**The problem**
Convert every line of the records below into a Markdown table with the columns "Row" and "Line," numbering each row and skipping blank lines. Do not include the pictures in your answer.

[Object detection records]

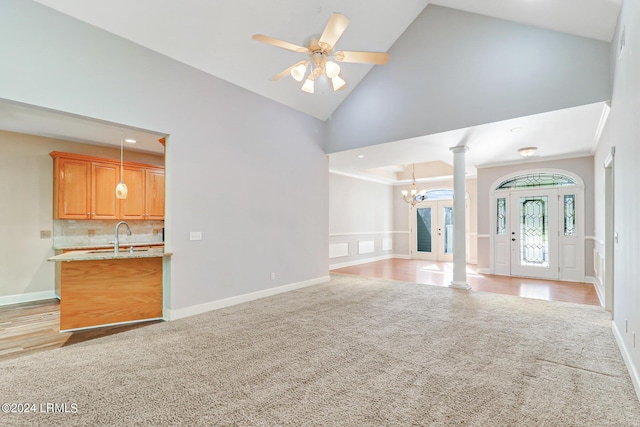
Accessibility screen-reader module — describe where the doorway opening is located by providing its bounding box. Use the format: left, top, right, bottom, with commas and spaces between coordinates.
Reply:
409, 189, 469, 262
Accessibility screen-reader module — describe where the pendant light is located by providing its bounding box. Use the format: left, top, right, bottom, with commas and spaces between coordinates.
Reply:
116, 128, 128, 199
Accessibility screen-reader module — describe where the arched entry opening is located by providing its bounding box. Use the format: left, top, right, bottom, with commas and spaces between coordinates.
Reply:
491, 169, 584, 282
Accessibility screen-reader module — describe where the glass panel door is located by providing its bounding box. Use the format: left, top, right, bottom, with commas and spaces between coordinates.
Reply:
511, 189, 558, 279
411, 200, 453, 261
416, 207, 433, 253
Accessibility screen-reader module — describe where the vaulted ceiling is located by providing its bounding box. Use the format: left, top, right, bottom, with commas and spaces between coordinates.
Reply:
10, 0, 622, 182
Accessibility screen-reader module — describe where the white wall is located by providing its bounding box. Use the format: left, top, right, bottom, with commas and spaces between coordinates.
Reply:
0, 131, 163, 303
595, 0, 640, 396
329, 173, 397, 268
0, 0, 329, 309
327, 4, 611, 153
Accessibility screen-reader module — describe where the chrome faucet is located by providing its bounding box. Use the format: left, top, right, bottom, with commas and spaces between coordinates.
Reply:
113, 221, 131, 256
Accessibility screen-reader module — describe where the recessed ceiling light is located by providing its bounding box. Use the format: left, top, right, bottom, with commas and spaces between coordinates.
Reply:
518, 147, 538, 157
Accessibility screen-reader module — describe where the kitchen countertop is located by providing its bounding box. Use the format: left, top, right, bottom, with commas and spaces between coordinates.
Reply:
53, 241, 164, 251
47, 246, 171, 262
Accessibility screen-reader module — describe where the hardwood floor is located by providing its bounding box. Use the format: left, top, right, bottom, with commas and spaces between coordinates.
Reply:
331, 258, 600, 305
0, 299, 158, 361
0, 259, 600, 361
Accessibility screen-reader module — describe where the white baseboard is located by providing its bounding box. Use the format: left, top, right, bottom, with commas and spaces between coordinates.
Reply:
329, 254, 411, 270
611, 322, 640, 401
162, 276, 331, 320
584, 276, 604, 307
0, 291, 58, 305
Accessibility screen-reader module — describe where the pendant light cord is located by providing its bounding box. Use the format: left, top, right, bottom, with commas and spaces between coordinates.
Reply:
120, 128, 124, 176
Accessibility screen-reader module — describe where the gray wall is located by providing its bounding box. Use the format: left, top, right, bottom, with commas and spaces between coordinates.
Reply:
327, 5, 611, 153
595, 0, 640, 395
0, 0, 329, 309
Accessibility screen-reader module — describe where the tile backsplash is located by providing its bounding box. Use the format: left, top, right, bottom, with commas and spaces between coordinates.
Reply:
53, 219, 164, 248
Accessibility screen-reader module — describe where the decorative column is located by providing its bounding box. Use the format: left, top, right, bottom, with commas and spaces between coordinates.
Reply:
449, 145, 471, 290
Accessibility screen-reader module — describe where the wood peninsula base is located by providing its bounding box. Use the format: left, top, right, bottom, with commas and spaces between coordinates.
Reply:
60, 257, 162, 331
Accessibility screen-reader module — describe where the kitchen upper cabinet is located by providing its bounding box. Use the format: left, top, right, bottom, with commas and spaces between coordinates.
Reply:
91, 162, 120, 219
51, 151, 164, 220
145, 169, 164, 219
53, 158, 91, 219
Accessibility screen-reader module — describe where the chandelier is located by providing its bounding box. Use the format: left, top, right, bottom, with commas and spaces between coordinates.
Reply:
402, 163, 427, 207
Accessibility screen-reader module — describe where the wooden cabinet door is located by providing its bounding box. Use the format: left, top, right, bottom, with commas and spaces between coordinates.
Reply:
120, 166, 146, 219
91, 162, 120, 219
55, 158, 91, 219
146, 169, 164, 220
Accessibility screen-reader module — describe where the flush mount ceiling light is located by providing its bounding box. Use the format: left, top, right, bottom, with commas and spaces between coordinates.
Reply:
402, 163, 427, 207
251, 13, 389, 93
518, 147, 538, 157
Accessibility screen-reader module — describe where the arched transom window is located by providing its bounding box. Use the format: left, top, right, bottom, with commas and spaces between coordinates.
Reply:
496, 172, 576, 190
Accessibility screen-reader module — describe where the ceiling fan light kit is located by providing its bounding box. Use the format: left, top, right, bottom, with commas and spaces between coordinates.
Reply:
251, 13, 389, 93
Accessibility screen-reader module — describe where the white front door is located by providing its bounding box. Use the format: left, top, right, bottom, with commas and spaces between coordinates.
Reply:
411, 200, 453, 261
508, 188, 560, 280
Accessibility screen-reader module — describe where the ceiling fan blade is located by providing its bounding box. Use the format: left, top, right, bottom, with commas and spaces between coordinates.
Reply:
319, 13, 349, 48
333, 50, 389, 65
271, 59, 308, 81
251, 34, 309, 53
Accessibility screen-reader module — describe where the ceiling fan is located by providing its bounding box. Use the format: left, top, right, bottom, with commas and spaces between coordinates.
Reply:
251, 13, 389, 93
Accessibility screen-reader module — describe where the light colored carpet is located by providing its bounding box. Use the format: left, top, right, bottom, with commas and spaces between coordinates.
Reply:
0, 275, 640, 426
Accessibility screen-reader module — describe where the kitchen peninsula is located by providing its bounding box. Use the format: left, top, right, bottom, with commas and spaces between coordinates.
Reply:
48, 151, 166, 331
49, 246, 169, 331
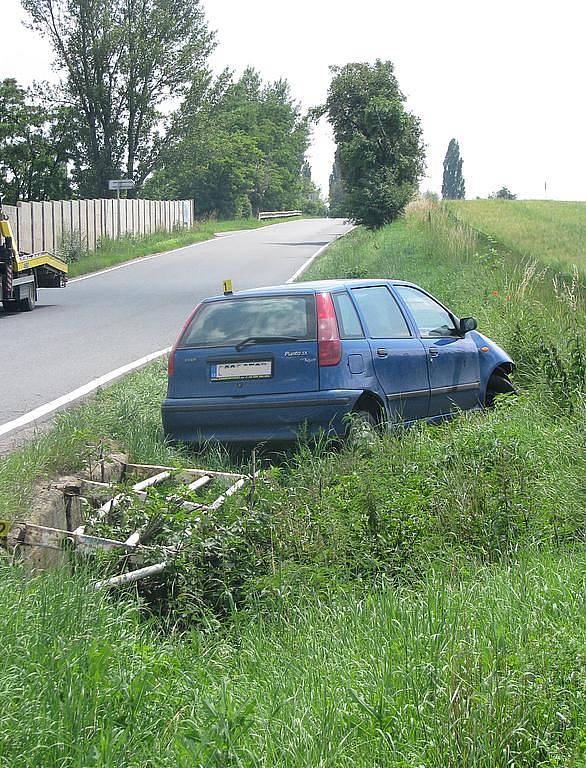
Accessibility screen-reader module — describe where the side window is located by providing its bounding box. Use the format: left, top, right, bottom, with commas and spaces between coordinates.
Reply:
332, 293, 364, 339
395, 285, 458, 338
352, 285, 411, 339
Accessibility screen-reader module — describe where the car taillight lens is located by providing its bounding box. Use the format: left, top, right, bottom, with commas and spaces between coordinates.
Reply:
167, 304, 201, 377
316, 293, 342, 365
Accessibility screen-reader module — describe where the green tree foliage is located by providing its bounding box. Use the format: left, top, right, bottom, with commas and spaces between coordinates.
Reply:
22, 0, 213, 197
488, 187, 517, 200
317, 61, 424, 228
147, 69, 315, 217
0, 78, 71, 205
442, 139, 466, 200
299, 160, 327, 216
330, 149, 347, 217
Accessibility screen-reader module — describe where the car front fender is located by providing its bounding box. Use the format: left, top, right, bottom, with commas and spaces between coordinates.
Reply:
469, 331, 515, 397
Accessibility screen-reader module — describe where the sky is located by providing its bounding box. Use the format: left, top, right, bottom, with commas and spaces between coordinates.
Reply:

**Correct response**
| Row | Line |
|---|---|
| 1 | Accessibility screen-reader module — describe where the doorway opening is located by providing its bounding box. Use the format: left, top, right, bottom, with commas and spaces between coordinates. |
| 2 | Reply: |
| 3 | 409, 189, 469, 262 |
| 4 | Accessibility screen-reader module — describe where the pendant light is located by providing its bounding box. Use the format: left, top, right, bottom, with commas and spaces between coordinates. |
| 5 | Reply: |
| 6 | 116, 128, 128, 199 |
| 7 | Accessibility screen-reader module — describe where the arched entry opening is located by providing its bounding box. Use the format: left, top, right, bottom, with commas and spaces between coordinates. |
| 8 | Reply: |
| 9 | 491, 169, 584, 282 |
| 10 | Accessibility screen-reader module — describe where the glass panel door is located by providing its bounding box. Use the format: left, top, right, bottom, with commas and spaces between coordinates. |
| 11 | Reply: |
| 12 | 511, 189, 558, 279 |
| 13 | 411, 200, 453, 261 |
| 14 | 416, 207, 433, 253 |
| 15 | Accessibility screen-reader module — describe where the vaulted ceiling is located by providing its bounding box. Use the format: left, top, right, bottom, with commas and spaces between coordinates. |
| 16 | Reply: |
| 17 | 10, 0, 622, 182 |
| 18 | Accessibility screen-reader module — describe where the white wall is located by providing its bounding box. Use the format: left, top, right, bottom, with commas and spaces between coordinates. |
| 19 | Reply: |
| 20 | 0, 131, 163, 303 |
| 21 | 595, 0, 640, 396 |
| 22 | 329, 173, 397, 268 |
| 23 | 0, 0, 329, 309 |
| 24 | 327, 4, 611, 153 |
| 25 | Accessibility screen-reader module — describe where the chrome faucet is located by providing its bounding box. Use the format: left, top, right, bottom, with commas and spaces between coordinates. |
| 26 | Reply: |
| 27 | 113, 221, 131, 256 |
| 28 | Accessibility screen-reader module — describe where the recessed ceiling light is located by providing its bounding box. Use the format: left, top, right, bottom, with commas and spaces between coordinates. |
| 29 | Reply: |
| 30 | 518, 147, 538, 157 |
| 31 | Accessibility screen-reader module — describe where the kitchen countertop is located by providing its bounding box. Use the format: left, top, right, bottom, with commas and spaces between coordinates. |
| 32 | Reply: |
| 33 | 53, 241, 164, 251 |
| 34 | 47, 246, 171, 262 |
| 35 | Accessibility screen-reader module — describe where the hardwood floor is located by providing its bounding box. Use the format: left, top, right, bottom, with commas and spaces between coordinates. |
| 36 | Reply: |
| 37 | 331, 258, 600, 305 |
| 38 | 0, 299, 158, 361 |
| 39 | 0, 259, 600, 361 |
| 40 | Accessibility screen-reader module — describe where the white baseboard is located by providing its bounding box. Use the format: left, top, right, bottom, with commas and spaces between coordinates. |
| 41 | Reply: |
| 42 | 329, 254, 411, 270 |
| 43 | 611, 322, 640, 401 |
| 44 | 162, 276, 331, 320 |
| 45 | 584, 276, 604, 307 |
| 46 | 0, 291, 58, 305 |
| 47 | Accessibility screen-reader module — describe where the pendant light cord is located by providing its bounding box. Use the format: left, top, right, bottom, with commas and spaces between coordinates. |
| 48 | Reply: |
| 49 | 120, 128, 124, 176 |
| 50 | Accessibility screen-reader module — describe where the gray wall is located by providing its bounding box. Use the format: left, top, right, bottom, with commas and spaces between coordinates. |
| 51 | Reply: |
| 52 | 327, 5, 611, 153 |
| 53 | 595, 0, 640, 395 |
| 54 | 0, 0, 329, 309 |
| 55 | Accessibility screen-reader module — describe where the tile backsplash is located by providing its bounding box. Use the format: left, top, right, bottom, with commas and spaces between coordinates. |
| 56 | Reply: |
| 57 | 53, 219, 164, 248 |
| 58 | Accessibility screen-reader module — describe where the decorative column is located by providing its bounding box. Use the format: left, top, right, bottom, with commas and spaces between coordinates. |
| 59 | Reply: |
| 60 | 449, 145, 471, 290 |
| 61 | Accessibility screen-reader module — describe where the wood peninsula base is located by providing its bounding box. Use the format: left, top, right, bottom, with commas and spaces between coordinates. |
| 62 | Reply: |
| 63 | 60, 257, 162, 331 |
| 64 | Accessibility screen-reader module — describe where the kitchen upper cabinet is located by providing its bounding box. Use the format: left, top, right, bottom, with commas and spaces between coordinates. |
| 65 | Reply: |
| 66 | 91, 162, 120, 219 |
| 67 | 51, 151, 164, 220 |
| 68 | 145, 169, 164, 219 |
| 69 | 53, 158, 91, 219 |
| 70 | Accessibility screen-reader module — describe where the chandelier is located by providing its bounding box. Use the format: left, top, right, bottom, with commas and spaces between coordinates. |
| 71 | Reply: |
| 72 | 402, 163, 427, 207 |
| 73 | Accessibility screen-reader module — describe where the wooden cabinet door is located by providing its bounding box. Use the format: left, top, right, bottom, with commas and spaces between coordinates. |
| 74 | Reply: |
| 75 | 120, 166, 146, 219 |
| 76 | 91, 162, 120, 219 |
| 77 | 55, 158, 91, 219 |
| 78 | 146, 169, 164, 220 |
| 79 | Accessibility screen-reader module — describe where the flush mount ceiling light is located by providing its bounding box. Use the format: left, top, right, bottom, with commas and spaces between coordinates. |
| 80 | Reply: |
| 81 | 402, 163, 427, 207 |
| 82 | 251, 13, 389, 93 |
| 83 | 518, 147, 538, 157 |
| 84 | Accessibility screen-reader module — describe where the arched transom window is located by providing its bounding box. Use the format: left, top, right, bottom, with commas and spaces between coordinates. |
| 85 | Reply: |
| 86 | 496, 172, 576, 190 |
| 87 | Accessibility screen-reader module — describe where the ceiling fan light kit is located by providing its bounding box. Use the format: left, top, right, bottom, with commas and spaces between coordinates. |
| 88 | Reply: |
| 89 | 251, 13, 389, 93 |
| 90 | Accessibility screen-reader module — describe where the white front door is located by providing its bounding box. Use the format: left, top, right, bottom, with commas and spaces between coordinates. |
| 91 | Reply: |
| 92 | 411, 200, 453, 261 |
| 93 | 508, 188, 560, 280 |
| 94 | Accessibility screen-reader module — describe where the ceiling fan blade is located by providing its bounding box. Use the format: left, top, right, bottom, with commas and spaces between coordinates. |
| 95 | Reply: |
| 96 | 319, 13, 349, 48 |
| 97 | 333, 50, 389, 65 |
| 98 | 271, 59, 308, 81 |
| 99 | 251, 34, 309, 53 |
| 100 | Accessibility screen-reader module — describe where the ceiling fan is located by providing its bounding box. Use the format: left, top, right, bottom, with commas and spaces between coordinates. |
| 101 | Reply: |
| 102 | 251, 13, 389, 93 |
| 103 | Accessibility screen-reader module — describe where the light colored carpet is located by providing its bounding box. Use the format: left, top, right, bottom, with commas and spaces between coordinates. |
| 104 | Reply: |
| 105 | 0, 275, 640, 426 |
| 106 | Accessibility screen-reader module — describe where the kitchen peninsula is located by providing its bounding box. Use the format: left, top, right, bottom, with commas and spaces between coordinates. |
| 107 | Reply: |
| 108 | 48, 151, 166, 331 |
| 109 | 49, 246, 169, 331 |
| 110 | Accessibility screen-reader module — describe where the side window is located by providing its bounding box. Use the format: left, top, right, bottom, with commas and spaces between coordinates. |
| 111 | Reply: |
| 112 | 332, 293, 364, 339 |
| 113 | 395, 285, 458, 338 |
| 114 | 352, 285, 411, 339 |
| 115 | Accessibility screen-reader module — describe where the car taillight lens is located by providing its bounding box. Use the format: left, top, right, bottom, with commas and spaces between coordinates. |
| 116 | Reply: |
| 117 | 167, 304, 201, 377 |
| 118 | 316, 293, 342, 365 |
| 119 | Accessibility screen-reader module — describe where the green tree foliage is located by providing its bounding box. Use the format: left, top, right, bottom, with commas and spaces between coordinates. |
| 120 | Reply: |
| 121 | 22, 0, 213, 197 |
| 122 | 488, 187, 517, 200 |
| 123 | 317, 61, 424, 228 |
| 124 | 147, 69, 315, 217 |
| 125 | 0, 78, 71, 205 |
| 126 | 442, 139, 466, 200 |
| 127 | 299, 160, 327, 216 |
| 128 | 330, 149, 347, 217 |
| 129 | Accessibility screen-reader module — describe where the car front fender is located by providing its bounding box. Use the format: left, top, right, bottom, with commas and spaces between coordinates. |
| 130 | Reply: |
| 131 | 469, 331, 515, 397 |
| 132 | Accessibility screen-reader module — describe where the sky is located by providing its bounding box. Use the format: left, top, right, bottom, with commas and spaces between coordinates. |
| 133 | Reply: |